======== Excerpt ========
In the last 2 posts in this series, I examined the lithography and transistor design issues that will need to be solved in order to save 2D scaling as we know it. In this post I will look at several other considerations.

For the moment, let’s assume that we are able to address the lithography and transistor design issues that I’ve identified in the previous posts. TSMC recently announced it will take delivery of an EUV lithography machine, so let’s assume they are successful in making the move to the 13.5 nm wavelength. IBM, TSMC, and Intel are already using multi-gate FETs in their most advanced process development and ITRS predicts it will be standard for the 32nm node, so let’s assume that will work out as well. If so, are we home free?


Not so fast!


There are still numerous technical challenges and one big economic one. First the technical:


Process variability refers to the fact that circuit performance can vary based upon the variability in the wafer processing. For instance, let’s say we are printing 2 overlapping rectangles on a die. Due to normal process variability, those rectangles can vary from the ideal in size (smaller or larger), can be shifted (north, south, east, west), or can be offset from each other. Thicknesses of processing layers have variability as well. The amount of doping can vary. Physical steps such as CMP (Chemical Mechanical Polishing) can introduce variability. These variabilities tend to be fixed amounts, so at large process nodes they don’t make much difference. But as we get smaller, these variabilities become significant. If we just take the old approach of choosing a 3-sigma range to define best case and worst case processing corners, the performance at lower more variable nodes may not be much greater than at the larger less variable nodes.
======== Record extracts ========
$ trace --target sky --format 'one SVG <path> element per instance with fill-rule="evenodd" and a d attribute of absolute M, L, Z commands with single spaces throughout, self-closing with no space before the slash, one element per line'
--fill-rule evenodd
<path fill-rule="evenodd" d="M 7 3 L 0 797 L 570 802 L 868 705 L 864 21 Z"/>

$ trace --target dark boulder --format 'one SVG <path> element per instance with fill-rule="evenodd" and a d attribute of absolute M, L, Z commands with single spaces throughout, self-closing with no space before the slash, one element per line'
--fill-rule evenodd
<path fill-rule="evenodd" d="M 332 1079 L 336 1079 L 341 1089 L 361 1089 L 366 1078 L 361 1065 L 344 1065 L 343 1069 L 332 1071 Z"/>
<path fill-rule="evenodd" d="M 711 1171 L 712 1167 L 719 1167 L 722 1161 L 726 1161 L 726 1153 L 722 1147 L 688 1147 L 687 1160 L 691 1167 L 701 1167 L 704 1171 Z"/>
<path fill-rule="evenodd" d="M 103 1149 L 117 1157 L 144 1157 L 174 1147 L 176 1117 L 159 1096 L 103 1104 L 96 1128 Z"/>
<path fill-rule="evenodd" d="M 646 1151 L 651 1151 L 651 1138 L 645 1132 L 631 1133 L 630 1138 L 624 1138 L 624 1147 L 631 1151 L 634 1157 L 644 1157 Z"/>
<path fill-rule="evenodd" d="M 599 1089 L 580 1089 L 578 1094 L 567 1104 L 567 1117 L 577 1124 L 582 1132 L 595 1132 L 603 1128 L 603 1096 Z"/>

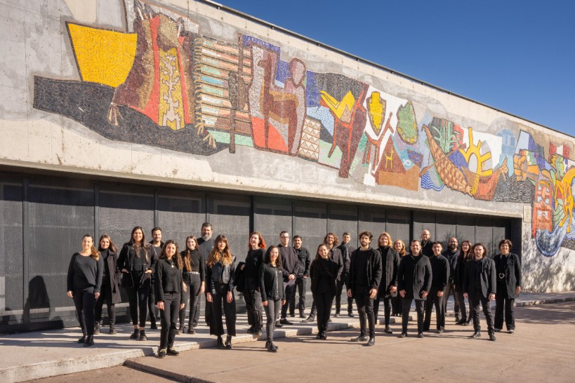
========
== The tasks ==
- a) Rewrite the paragraph of the scaling post that begins "Process variability refers to" as a bulleted list, keeping its main facts.
- b) Decide whether each statement below agrees with the scaling post. Answer yes or no and quote the words from the text that decide it.
(i) TSMC has announced that it will take delivery of an EUV lithography machine.
(ii) ITRS predicts that multi-gate FETs will be standard for the 22nm node.
(iii) The process variabilities described grow larger as process nodes shrink.
- c) Write a continuation of the post on 2D scaling, starting after its final sentence.

== Results of the exercise ==
- a)
- Process variability means that circuit performance can vary with variations in wafer processing.
- Two overlapping rectangles printed on a die can differ from the ideal in size, be shifted north, south, east or west, or be offset from each other.
- The thicknesses of processing layers vary.
- The amount of doping varies.
- Physical steps such as CMP (Chemical Mechanical Polishing) add variability.
- These variabilities tend to be fixed amounts, so they matter little at large process nodes but become significant at smaller ones.
- If best-case and worst-case corners are still set by a 3-sigma range, performance at the smaller, more variable nodes may not be much greater than at the larger, less variable nodes.

- b)
(i) Yes: "TSMC recently announced it will take delivery of an EUV lithography machine."
(ii) No: "ITRS predicts it will be standard for the 32nm node."
(iii) No: "These variabilities tend to be fixed amounts."

- c)
This process variability introduces performance variability, and not always in predictable ways.  For instance, if two related parameters vary equally based on oxide thickness, and all we care about is the ratio of these parameters, then the variation may cancel out. But if they vary in opposite directions, the effect may be worsened. Careful design and layout of circuits can make it so that process variations can cancel out with little net effect, but this takes enormous effort and planning and still you cannot account for all variation. Rather, we just have to live with the fact that process variation could cause +- 20, 30, or even 50% performance variation.


ssta_graph.JPGThere are some methods to account for this variation for digital designs, the most mainstream being statistical static timing analysis (SSTA). SSTA realizes that process variation results in a circuit performance distribution curve. Instead of drawing hard 3-sigma limits on the curve to define processing “corners”, as is done with traditional STA, SSTA allows designers to understand how yield varies with variability. For instance, if the designer wants to stick with 3-sigma bounds to achieve 90% yield then he may need to accept 500 MHz performance. However, if he wants to be more aggressive on timing he may be able to achieve 600 MHz by accepting a lower 75% yield for parts that fall within a smaller 2-sigma range. SSTA helps designers make these choices.


But SSTA is not a silver bullet. Process variability can affect hold times to the extent where they are very difficult to fix. Analog and mixed-signal circuits are much more susceptible to process variability since there are many more performance parameters designers care about. Companies like Solido are trying to attack this specific process variability issue, but the cost in time and analysis (e.g. Monte Carlo simulation) is large. And process variability can just plain break a chip altogether. This will only get worse as the dimensions shrink.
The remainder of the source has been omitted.